- _Source material_:
☆ ☆ ☆ ☆
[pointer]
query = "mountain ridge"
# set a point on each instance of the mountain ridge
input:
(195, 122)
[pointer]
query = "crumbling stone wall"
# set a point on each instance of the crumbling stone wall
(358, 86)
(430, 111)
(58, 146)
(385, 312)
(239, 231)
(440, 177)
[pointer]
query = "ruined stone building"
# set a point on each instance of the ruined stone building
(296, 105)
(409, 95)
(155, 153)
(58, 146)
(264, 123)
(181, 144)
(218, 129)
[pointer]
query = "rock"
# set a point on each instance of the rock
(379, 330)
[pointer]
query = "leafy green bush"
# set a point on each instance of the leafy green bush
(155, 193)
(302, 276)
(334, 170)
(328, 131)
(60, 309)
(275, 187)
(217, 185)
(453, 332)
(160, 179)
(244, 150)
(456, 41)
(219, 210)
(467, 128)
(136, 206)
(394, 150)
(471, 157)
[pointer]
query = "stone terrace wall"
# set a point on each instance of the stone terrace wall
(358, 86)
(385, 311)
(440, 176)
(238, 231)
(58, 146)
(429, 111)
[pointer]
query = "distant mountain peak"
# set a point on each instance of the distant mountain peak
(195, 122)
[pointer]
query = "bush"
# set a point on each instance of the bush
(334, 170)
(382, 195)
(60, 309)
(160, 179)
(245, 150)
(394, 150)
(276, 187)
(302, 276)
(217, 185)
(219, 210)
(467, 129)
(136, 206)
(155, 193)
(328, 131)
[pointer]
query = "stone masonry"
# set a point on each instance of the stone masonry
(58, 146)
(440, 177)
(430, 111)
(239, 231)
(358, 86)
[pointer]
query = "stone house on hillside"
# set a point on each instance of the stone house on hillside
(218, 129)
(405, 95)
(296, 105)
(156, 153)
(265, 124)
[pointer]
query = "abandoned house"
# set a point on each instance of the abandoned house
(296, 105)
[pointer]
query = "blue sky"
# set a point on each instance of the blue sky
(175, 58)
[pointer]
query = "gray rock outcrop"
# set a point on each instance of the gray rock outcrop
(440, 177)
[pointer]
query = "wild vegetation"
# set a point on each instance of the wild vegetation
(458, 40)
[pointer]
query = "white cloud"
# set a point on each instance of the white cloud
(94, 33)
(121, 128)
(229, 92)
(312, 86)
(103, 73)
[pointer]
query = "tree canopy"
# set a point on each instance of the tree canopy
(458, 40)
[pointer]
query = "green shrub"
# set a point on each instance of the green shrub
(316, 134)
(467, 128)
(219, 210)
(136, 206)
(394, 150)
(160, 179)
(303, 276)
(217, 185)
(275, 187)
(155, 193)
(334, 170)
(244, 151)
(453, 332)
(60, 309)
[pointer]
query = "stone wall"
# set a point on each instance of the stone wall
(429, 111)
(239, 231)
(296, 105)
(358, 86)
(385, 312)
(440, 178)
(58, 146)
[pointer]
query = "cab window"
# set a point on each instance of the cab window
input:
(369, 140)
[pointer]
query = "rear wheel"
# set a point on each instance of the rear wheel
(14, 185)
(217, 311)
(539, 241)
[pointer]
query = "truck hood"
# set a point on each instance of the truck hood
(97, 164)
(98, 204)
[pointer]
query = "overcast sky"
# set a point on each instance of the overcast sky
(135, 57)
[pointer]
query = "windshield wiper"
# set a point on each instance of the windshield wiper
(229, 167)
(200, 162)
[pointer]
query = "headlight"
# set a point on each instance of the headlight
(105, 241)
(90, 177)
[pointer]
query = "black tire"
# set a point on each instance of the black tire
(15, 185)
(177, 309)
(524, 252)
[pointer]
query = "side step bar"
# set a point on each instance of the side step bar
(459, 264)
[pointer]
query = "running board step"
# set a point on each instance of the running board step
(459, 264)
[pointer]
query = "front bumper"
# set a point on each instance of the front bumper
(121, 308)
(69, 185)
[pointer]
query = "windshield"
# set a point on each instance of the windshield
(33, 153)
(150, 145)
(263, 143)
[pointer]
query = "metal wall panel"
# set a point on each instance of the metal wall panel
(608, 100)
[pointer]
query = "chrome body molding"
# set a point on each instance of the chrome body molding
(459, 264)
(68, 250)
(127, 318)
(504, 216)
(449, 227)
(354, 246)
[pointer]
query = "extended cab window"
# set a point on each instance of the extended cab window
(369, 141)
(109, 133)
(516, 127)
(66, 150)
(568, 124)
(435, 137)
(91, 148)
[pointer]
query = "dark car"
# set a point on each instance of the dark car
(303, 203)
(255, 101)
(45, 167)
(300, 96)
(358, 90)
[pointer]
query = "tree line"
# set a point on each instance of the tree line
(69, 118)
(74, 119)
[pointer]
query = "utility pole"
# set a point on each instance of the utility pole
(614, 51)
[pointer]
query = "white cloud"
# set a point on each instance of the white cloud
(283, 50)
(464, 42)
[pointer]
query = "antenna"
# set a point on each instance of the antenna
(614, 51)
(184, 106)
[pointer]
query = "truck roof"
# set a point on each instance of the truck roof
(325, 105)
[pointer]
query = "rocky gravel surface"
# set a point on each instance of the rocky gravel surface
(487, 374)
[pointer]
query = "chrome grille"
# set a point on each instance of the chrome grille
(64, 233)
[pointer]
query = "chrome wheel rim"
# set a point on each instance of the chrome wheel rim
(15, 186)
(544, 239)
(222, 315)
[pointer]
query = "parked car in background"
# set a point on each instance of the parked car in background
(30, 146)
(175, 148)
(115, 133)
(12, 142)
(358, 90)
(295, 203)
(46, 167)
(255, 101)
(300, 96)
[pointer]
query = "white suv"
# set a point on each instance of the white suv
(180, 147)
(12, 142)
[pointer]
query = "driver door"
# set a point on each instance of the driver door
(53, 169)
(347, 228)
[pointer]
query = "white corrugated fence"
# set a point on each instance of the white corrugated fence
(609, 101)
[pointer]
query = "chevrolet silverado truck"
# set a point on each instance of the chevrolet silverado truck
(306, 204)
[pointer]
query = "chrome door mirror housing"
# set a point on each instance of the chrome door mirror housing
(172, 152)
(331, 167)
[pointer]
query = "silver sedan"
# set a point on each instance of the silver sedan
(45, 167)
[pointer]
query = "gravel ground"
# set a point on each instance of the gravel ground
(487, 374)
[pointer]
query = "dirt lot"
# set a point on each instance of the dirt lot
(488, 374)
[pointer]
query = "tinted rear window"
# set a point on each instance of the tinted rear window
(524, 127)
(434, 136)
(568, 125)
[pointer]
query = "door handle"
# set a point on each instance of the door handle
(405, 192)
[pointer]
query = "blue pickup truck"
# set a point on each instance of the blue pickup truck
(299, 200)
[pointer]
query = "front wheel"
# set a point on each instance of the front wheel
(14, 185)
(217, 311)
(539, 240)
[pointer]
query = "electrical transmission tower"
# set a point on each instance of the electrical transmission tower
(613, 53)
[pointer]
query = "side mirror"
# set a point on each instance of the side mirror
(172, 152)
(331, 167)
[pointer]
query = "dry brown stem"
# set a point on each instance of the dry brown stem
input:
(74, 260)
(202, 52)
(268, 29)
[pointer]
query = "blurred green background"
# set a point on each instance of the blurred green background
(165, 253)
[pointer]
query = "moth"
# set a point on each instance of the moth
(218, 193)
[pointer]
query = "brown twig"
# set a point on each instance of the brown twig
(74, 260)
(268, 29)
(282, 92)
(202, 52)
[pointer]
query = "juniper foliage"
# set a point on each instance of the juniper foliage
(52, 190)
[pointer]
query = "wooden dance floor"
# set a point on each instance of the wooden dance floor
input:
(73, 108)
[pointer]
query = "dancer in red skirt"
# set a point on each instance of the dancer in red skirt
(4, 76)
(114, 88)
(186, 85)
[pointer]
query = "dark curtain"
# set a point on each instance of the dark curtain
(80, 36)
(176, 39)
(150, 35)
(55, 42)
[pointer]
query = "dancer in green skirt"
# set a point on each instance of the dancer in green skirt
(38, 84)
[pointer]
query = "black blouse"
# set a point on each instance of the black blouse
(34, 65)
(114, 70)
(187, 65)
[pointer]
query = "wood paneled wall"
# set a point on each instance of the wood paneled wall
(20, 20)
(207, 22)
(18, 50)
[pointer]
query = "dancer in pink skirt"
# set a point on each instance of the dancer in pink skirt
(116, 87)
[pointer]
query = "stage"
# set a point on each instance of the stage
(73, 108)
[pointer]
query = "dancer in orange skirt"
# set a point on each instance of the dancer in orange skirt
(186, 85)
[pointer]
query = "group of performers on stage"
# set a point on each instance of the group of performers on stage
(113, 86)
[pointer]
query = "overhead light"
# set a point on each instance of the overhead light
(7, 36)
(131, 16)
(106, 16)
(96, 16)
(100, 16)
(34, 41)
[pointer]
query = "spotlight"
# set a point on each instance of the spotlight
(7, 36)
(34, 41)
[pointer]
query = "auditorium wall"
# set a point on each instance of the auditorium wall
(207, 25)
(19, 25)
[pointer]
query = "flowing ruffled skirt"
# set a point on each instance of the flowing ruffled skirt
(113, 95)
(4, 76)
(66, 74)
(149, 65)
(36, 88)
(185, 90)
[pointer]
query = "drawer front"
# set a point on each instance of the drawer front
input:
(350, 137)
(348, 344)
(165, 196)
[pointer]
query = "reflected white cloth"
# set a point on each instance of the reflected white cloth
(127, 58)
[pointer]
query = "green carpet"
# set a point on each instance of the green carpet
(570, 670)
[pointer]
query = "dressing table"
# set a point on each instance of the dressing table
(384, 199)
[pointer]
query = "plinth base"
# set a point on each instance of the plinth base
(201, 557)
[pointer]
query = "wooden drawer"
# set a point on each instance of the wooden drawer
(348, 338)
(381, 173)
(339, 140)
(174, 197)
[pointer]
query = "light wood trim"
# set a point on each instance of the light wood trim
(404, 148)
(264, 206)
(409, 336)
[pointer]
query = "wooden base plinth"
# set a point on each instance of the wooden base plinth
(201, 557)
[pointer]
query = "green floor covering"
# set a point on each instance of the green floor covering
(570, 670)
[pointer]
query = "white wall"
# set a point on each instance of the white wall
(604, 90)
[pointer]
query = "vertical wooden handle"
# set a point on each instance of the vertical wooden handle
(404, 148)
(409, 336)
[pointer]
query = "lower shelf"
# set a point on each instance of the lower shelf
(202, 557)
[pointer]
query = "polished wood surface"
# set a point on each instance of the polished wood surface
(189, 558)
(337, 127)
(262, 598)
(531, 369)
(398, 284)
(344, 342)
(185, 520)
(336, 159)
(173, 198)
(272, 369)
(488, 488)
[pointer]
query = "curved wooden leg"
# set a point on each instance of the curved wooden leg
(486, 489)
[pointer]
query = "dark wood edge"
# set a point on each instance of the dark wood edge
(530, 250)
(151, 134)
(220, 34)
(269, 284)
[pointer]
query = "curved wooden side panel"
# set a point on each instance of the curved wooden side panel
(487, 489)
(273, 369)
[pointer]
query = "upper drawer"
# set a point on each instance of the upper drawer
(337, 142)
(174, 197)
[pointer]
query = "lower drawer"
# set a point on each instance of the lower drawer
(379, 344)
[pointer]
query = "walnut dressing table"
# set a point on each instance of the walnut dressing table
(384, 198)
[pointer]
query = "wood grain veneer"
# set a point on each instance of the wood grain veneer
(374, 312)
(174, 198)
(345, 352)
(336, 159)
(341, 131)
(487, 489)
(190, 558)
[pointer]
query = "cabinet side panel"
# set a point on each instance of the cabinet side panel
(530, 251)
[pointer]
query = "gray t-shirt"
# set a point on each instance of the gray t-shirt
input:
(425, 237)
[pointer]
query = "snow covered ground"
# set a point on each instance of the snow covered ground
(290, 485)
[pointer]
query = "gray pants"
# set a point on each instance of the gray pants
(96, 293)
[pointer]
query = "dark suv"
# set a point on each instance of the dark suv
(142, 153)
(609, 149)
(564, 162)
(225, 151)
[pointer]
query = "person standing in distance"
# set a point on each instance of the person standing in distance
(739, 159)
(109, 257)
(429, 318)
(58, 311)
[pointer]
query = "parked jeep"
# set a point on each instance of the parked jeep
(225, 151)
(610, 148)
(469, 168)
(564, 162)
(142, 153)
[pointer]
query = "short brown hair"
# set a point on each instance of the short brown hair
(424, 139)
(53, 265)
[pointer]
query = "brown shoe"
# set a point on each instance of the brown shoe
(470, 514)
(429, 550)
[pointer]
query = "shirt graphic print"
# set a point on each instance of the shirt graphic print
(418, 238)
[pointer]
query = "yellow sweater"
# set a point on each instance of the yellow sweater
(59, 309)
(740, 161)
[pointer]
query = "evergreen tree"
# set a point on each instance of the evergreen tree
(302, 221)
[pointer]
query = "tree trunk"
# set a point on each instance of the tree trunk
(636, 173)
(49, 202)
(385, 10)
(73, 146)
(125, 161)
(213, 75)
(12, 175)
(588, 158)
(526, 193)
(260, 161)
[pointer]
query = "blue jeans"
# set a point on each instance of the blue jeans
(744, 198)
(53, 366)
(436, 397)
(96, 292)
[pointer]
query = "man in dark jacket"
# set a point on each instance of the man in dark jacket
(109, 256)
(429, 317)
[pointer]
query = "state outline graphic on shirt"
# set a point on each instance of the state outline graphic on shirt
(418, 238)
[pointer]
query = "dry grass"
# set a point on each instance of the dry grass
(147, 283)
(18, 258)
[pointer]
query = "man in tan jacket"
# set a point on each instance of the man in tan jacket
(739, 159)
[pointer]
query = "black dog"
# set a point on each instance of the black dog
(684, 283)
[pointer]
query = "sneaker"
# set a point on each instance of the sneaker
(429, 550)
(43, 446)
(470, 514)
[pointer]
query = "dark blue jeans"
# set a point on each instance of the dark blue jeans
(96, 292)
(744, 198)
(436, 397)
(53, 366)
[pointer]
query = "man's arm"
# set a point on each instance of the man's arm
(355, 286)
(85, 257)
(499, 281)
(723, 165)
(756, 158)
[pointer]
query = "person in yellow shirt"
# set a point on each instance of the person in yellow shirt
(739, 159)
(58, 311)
☆ ☆ ☆ ☆
- _What is being asked_: Your reply is to repeat, unchanged, the lines above running from the one with "# set a point on each instance of the wood paneled" up to and including the one with "# set a point on each instance of the drawer".

- _Solution to this problem_:
# set a point on each instance of the wood paneled wall
(20, 20)
(207, 22)
(18, 50)
[pointer]
query = "dancer in pink skirt"
# set a point on each instance of the dancer in pink skirt
(116, 87)
[pointer]
query = "stage"
# set a point on each instance of the stage
(73, 108)
[pointer]
query = "dancer in orange skirt"
# set a point on each instance of the dancer in orange skirt
(186, 85)
[pointer]
query = "group of performers on stage"
# set a point on each instance of the group of performers on stage
(113, 86)
[pointer]
query = "overhead light"
# set a point on each instance of the overhead light
(7, 36)
(131, 16)
(106, 16)
(96, 16)
(100, 16)
(34, 41)
[pointer]
query = "spotlight"
# set a point on each instance of the spotlight
(7, 36)
(34, 41)
[pointer]
query = "auditorium wall"
# set a point on each instance of the auditorium wall
(207, 25)
(19, 25)
[pointer]
query = "flowing ruffled skirt"
# set a point on each instance of the flowing ruffled skirt
(113, 95)
(4, 76)
(66, 74)
(149, 65)
(36, 88)
(185, 90)
[pointer]
query = "drawer front"
# set a point on each instance of the drawer front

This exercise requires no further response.